→ 任务要求
以下三条陈述与页面摘录是否相符？1. 报告人 Don Kulasiri 任职于新西兰的 Lincoln University。2. 这场报告安排在11月9日上午。3. 摘要指出 LYS530 和 ASP385 具有高柔性。请逐条回答“是”或“否”，并原文引用摘录中起决定作用的文字。

→ 页面摘录

北京大学定量生物学中心/生命科学联合中心

学术报告  

题 目: Overviews of solving chemical master equation for large bionetworks and modelling hydrogen bonding of ATP-IDE interactions using QM/MM and MD

报告人: Don Kulasiri

Professor of Computational Modelling and Systems Biology,

Head of the Centre for Advanced Computational Solutions (C-Facs),

Lincoln University, New Zealand

时  间: 11月9日（周四）15:00-16:00

地 点: 吕志和楼B101

主持人: 汤超 教授

摘要:

We present brief summaries of two computational biology problems we have been working on. The first one deals with numerical solutions of the chemical master equation (CME) to understand the stochasticity of biochemical systems. Solving CMEs is a formidable task. This task is complicated due to the nonlinear nature of the reactions and the size of the networks which result in different realizations. Most importantly, the exponential growth of the size of the state-space, with respect to the number of different species in the system makes this a challenging assignment. When the biochemical system has a large number of variables, the CME solution becomes intractable. We introduce the intelligent state projection (𝐼𝑆𝑃) method to use in the stochastic analysis of these systems. 𝐼𝑆𝑃 is based on a state-space search and the data structure standards of artificial intelligence (𝐴𝐼). It can be used to explore and update the states of a biochemical system. To support the expansion in 𝐼𝑆𝑃, we also develop a Bayesian likelihood node projection (𝐵𝐿𝑁𝑃) function to predict the likelihood of the states. To demonstrate the acceptability and effectiveness of our method, we apply the 𝐼𝑆𝑃 method to several biological models discussed in prior literature. The results of our computational experiments reveal that the 𝐼𝑆𝑃 method is effective both in terms of the speed and accuracy of the expansion, and the accuracy of the solution.

The second problem deals with the insulin-degrading enzyme (IDE) that plays a significant role in the degradation of the amyloid beta (Aβ), a peptide found in regions of the brain of patients with early Alzheimer’s disease (AD). Adenosine triphosphate (ATP) allosterically regulates the Aβ-degrading activity of IDE. Hydrogen bonding interactions between ATP-IDE including thermostabilities/flexibilities of IDE residues, at the allosteric site of IDE, are essential for drug design. The hydrogen-bonding interactions of ATP and IDE including the thermostabilities/flexibilities of IDE residues have not yet been systematically understood. The present study elucidates the hydrogen bonding of ATP-IDE interactions and the thermostabilities/flexibilities of the IDE residues using the quantum mechanics/molecular mechanics method (QM/MM) to the proposed computational model for exploring the hydrogen-bonding interactions of ATP with IDE. Molecular dynamic (MD) simulations are performed at different heat-shock temperatures for identifying flexible and stable residues of IDE. The proposed computational model predicts QM/MM minimised structures. Subsequently, it reveals the IDE residues with high binding affinity (LYS530 and ASP385). Considering RMSF values during the MD simulations at 321.15 K and 315.15 K, it indicates that LYS530 and ASP385 are also the thermostable residues of IDE, whereas SER576 and LYS858 have high flexibilities with compromised thermostabilities.

→ 已知数据
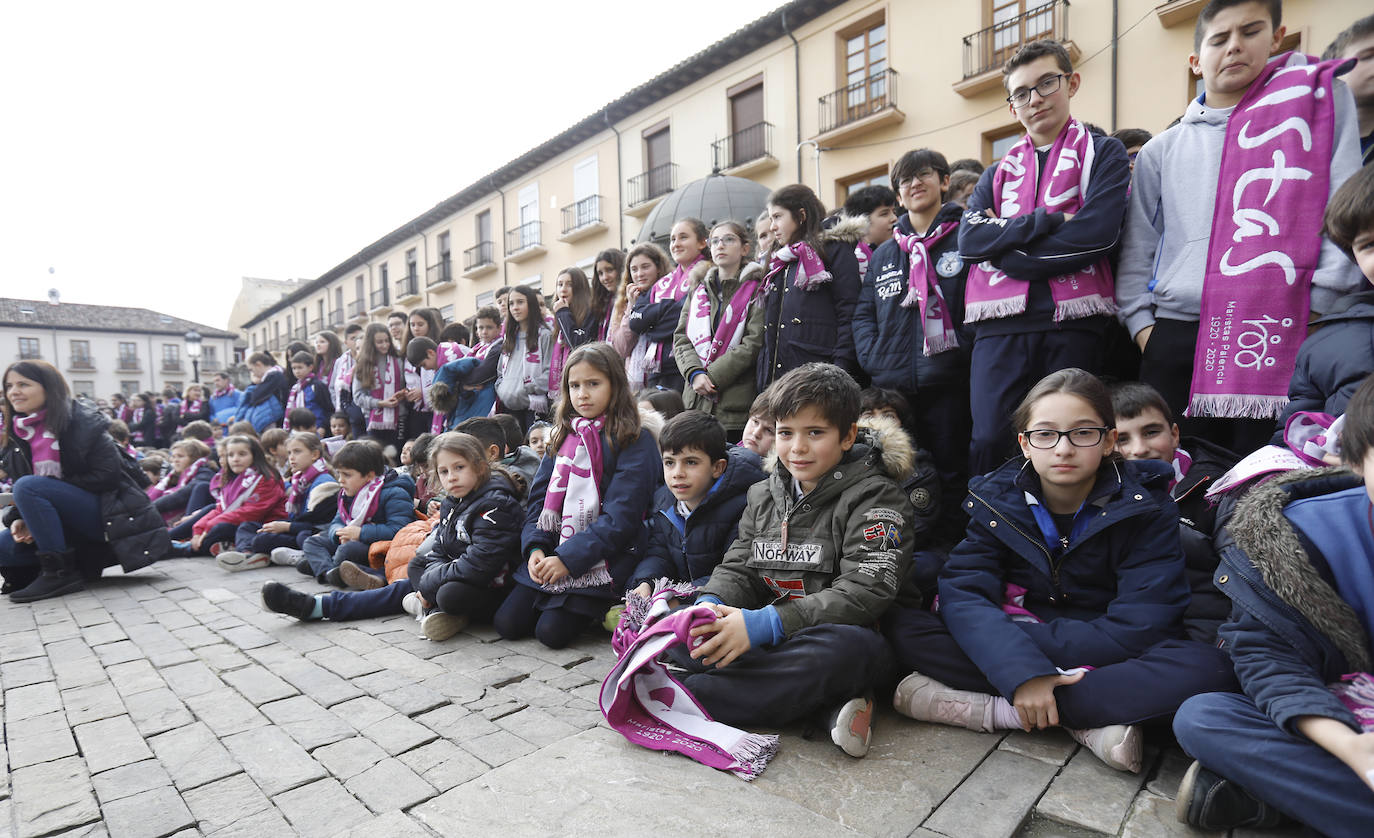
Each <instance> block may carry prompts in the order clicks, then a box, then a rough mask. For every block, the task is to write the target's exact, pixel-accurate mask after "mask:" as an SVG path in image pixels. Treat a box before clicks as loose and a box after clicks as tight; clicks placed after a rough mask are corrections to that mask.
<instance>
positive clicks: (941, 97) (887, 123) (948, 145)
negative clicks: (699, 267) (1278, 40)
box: [242, 0, 1369, 350]
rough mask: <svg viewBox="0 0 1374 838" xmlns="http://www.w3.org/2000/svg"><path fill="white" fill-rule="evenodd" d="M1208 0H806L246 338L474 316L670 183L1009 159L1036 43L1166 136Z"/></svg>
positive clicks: (477, 186) (597, 120)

→ 你的解答
1. 是。“Lincoln University, New Zealand”
2. 否。“11月9日（周四）15:00-16:00”
3. 否。“LYS530 and ASP385 are also the thermostable residues of IDE, whereas SER576 and LYS858 have high flexibilities with compromised thermostabilities”